# About this exercise:
Read through the records below and copy each line that uses the word "positive".

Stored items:
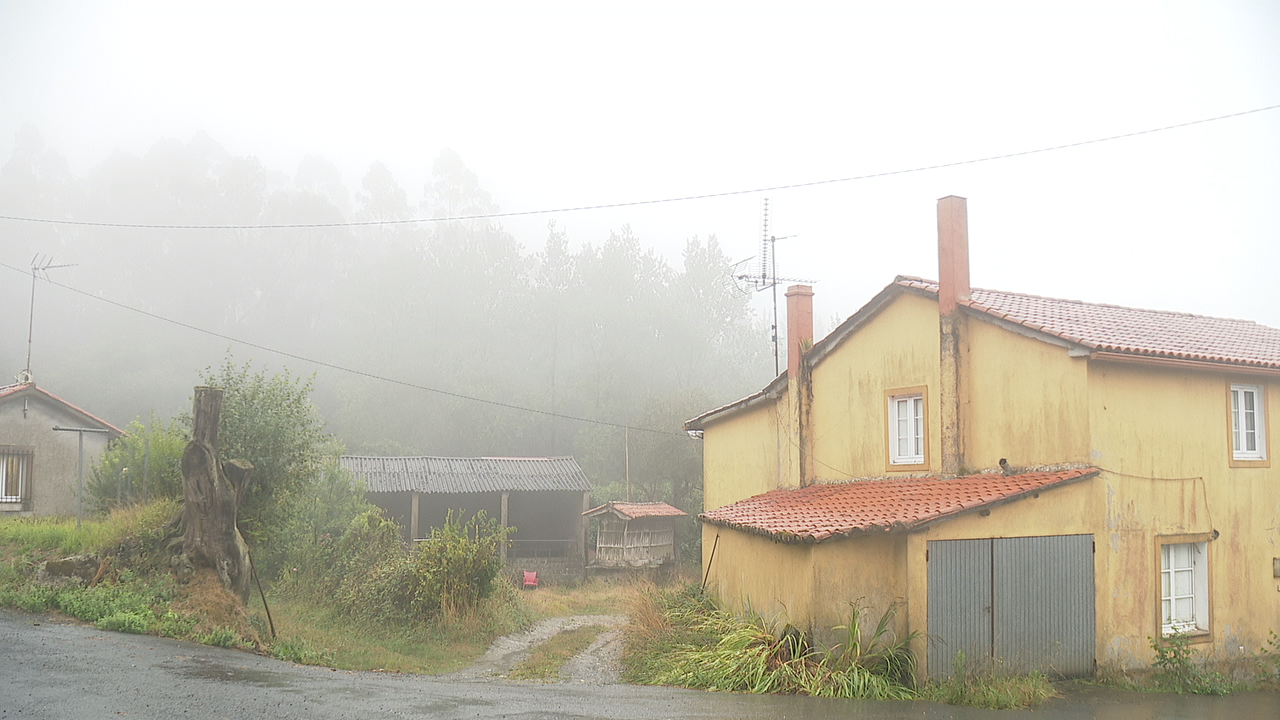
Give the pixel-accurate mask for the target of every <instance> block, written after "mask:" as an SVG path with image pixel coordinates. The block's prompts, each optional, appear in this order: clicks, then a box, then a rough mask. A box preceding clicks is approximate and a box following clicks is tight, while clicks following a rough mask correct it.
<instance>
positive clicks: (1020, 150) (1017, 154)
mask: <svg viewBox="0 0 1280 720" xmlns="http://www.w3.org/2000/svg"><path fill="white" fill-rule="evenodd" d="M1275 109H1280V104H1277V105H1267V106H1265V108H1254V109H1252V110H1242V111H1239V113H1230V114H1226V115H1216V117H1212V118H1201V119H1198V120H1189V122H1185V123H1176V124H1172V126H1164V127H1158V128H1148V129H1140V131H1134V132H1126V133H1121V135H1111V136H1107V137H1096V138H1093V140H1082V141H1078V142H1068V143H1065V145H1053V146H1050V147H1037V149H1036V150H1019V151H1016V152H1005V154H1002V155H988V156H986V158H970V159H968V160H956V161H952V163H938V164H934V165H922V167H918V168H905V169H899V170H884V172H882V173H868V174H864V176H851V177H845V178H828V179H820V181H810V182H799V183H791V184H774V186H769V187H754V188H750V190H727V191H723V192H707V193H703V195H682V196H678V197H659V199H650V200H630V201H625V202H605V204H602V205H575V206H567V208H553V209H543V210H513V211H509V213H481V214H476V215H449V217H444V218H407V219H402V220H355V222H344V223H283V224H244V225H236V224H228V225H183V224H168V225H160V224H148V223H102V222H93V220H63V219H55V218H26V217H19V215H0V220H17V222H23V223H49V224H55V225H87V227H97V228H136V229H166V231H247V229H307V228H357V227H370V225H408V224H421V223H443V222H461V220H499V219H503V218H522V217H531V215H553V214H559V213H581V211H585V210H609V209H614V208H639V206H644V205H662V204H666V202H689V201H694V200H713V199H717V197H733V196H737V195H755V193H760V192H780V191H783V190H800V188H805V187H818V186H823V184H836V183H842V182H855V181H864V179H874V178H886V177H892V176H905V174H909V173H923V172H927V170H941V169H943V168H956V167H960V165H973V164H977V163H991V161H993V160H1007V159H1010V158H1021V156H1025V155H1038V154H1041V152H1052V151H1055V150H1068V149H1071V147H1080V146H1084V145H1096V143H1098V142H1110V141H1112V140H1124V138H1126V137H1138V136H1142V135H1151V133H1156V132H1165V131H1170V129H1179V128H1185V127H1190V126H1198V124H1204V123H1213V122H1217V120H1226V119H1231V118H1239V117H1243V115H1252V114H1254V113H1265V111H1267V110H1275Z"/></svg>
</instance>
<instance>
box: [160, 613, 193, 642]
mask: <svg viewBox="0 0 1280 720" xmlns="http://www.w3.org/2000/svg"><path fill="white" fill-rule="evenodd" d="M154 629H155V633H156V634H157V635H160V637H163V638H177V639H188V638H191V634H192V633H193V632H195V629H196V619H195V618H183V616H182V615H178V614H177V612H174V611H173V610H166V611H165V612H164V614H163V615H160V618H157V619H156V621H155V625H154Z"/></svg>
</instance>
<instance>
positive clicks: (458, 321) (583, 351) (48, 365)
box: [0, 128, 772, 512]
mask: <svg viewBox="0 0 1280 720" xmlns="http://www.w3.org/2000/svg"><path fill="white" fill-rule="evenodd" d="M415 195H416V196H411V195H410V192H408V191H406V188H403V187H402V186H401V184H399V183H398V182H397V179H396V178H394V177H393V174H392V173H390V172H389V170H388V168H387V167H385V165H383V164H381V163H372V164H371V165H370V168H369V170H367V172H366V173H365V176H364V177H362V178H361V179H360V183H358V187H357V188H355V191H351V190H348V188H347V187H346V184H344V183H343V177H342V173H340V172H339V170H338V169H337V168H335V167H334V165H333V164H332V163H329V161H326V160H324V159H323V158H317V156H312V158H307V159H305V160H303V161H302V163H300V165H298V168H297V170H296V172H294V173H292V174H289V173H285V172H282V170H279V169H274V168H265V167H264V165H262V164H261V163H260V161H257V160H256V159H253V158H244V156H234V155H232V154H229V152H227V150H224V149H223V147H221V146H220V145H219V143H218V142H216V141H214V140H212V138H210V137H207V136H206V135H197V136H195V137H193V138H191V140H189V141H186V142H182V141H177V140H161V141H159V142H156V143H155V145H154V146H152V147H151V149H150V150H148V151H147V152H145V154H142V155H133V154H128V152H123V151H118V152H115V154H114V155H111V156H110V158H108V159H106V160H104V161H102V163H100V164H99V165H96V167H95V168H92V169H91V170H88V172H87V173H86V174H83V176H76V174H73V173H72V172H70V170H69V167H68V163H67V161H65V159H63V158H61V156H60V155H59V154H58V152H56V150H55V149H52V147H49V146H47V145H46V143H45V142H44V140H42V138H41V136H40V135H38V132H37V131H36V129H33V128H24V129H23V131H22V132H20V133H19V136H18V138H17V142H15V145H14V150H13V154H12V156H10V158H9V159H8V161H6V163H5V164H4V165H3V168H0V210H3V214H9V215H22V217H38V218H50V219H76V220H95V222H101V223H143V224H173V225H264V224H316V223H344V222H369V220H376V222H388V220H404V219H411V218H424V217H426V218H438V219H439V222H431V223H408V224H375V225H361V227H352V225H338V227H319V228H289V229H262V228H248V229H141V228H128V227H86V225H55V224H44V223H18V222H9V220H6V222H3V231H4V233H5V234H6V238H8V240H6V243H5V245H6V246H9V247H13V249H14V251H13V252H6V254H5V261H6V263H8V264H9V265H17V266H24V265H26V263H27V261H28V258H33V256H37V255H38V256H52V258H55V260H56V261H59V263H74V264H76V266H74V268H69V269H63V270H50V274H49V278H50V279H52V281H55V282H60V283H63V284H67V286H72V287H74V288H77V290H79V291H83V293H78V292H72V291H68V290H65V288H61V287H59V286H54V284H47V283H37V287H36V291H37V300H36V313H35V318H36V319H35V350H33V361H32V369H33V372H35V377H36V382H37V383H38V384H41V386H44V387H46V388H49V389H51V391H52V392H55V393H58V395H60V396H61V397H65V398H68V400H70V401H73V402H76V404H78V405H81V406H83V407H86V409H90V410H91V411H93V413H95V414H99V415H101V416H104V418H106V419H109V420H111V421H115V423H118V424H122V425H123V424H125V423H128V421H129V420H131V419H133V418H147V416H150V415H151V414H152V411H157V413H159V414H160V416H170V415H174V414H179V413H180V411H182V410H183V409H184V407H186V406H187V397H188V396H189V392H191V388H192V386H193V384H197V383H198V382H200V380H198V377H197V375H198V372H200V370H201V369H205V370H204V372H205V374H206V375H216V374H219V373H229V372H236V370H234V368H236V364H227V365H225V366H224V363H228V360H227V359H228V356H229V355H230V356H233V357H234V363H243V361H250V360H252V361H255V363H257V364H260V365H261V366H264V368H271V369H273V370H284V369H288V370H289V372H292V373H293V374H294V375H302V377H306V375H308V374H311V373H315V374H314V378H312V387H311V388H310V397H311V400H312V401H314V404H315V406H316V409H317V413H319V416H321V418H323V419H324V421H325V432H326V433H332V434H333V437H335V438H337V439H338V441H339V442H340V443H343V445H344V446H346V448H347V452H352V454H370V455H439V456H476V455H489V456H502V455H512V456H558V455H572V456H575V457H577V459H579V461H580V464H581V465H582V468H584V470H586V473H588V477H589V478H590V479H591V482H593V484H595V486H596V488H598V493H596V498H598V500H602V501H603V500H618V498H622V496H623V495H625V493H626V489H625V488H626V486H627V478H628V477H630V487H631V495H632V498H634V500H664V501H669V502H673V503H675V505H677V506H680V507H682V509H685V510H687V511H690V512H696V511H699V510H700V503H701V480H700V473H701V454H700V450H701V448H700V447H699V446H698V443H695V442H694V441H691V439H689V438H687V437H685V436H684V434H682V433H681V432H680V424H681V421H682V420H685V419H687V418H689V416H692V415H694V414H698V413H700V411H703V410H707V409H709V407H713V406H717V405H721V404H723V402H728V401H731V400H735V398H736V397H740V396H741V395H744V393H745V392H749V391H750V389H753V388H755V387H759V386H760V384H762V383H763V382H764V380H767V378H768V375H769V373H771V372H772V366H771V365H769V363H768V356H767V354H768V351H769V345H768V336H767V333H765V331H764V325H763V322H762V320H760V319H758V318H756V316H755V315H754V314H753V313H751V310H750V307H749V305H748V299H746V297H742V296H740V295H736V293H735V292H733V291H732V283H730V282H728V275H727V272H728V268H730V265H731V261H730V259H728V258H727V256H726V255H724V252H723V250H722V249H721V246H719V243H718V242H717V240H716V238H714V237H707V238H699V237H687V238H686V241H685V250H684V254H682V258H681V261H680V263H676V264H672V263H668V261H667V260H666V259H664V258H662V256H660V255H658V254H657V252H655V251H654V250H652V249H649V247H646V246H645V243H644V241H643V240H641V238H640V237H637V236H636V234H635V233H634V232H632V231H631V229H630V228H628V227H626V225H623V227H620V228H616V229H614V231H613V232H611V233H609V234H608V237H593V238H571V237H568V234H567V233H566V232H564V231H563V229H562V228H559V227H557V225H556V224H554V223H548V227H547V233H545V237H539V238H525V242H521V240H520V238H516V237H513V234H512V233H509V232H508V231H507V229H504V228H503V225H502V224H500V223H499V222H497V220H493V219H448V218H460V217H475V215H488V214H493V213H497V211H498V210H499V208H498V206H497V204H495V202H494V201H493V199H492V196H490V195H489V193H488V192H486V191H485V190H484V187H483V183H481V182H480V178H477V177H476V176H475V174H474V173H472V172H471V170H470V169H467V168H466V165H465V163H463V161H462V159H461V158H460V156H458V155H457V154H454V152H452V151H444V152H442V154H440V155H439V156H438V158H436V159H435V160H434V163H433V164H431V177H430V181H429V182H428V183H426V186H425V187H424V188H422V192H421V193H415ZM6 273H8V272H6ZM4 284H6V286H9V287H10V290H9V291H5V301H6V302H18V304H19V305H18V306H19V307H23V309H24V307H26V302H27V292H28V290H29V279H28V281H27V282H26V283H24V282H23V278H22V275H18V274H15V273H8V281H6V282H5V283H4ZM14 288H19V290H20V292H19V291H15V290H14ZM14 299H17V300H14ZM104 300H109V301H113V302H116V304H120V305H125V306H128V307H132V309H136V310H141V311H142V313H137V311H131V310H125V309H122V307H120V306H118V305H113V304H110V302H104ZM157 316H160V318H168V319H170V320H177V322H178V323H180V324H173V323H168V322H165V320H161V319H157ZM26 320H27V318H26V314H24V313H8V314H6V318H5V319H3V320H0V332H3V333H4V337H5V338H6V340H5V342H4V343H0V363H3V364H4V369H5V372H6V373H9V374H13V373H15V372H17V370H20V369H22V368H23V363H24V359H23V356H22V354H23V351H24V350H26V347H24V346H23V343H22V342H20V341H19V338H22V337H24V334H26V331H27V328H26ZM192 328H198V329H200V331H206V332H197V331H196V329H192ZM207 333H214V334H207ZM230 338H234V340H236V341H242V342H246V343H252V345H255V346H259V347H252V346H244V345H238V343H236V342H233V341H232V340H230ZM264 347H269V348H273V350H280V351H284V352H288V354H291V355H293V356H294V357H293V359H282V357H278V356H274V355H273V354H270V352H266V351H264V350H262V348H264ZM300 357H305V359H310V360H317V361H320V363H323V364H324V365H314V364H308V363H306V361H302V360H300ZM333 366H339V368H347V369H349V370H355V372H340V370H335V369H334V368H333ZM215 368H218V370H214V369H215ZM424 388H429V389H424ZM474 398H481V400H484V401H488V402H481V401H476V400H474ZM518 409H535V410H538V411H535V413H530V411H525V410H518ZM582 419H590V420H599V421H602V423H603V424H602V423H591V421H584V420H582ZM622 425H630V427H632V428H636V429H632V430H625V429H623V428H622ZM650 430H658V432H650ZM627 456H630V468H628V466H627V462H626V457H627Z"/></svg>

# Exercise response:
positive clicks: (1020, 150) (1017, 154)
positive clicks: (458, 321) (583, 351) (48, 365)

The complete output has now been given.